TASK TO COMPLETE:
Only the lines from the one containing "Query: grassy slope" to the end of the listing below should be returned, exactly as written and without pictures.

EXERCISE DATA:

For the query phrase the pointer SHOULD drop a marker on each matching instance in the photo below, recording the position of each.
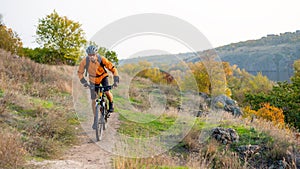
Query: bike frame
(101, 110)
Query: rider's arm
(80, 71)
(110, 66)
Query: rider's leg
(110, 99)
(93, 106)
(93, 97)
(108, 94)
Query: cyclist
(95, 65)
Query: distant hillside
(272, 55)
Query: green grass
(142, 124)
(42, 103)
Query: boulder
(225, 136)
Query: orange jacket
(95, 70)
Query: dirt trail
(89, 154)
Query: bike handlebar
(101, 88)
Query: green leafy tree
(61, 36)
(9, 40)
(285, 96)
(110, 55)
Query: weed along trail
(88, 154)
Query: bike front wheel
(100, 122)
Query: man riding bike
(95, 65)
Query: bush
(12, 155)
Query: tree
(61, 36)
(9, 40)
(285, 96)
(110, 55)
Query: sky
(221, 22)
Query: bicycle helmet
(91, 50)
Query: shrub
(12, 155)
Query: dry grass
(36, 103)
(12, 153)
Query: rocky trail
(88, 154)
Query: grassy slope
(36, 115)
(277, 144)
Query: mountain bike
(101, 113)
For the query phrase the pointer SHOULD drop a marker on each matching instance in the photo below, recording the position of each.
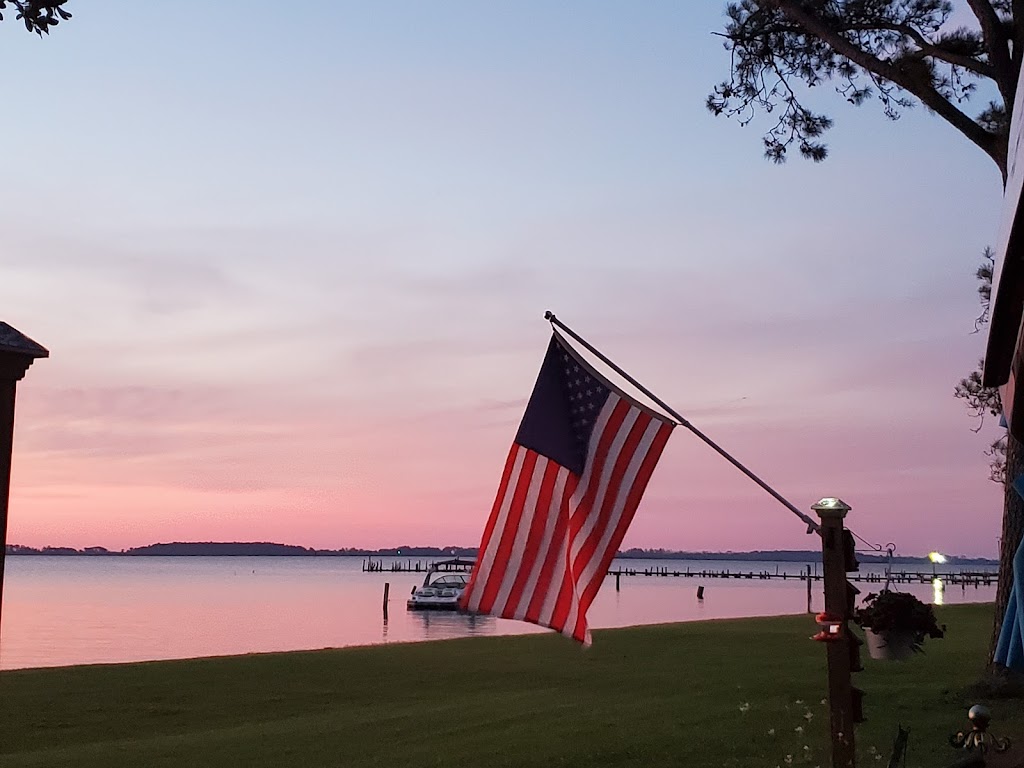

OUTPUT:
Query: grassy slope
(36, 115)
(277, 144)
Query: mountain bike
(101, 113)
For the query phrase the pointer SHOULD drop a marker on each matching instance in the photo below, recording the position of each.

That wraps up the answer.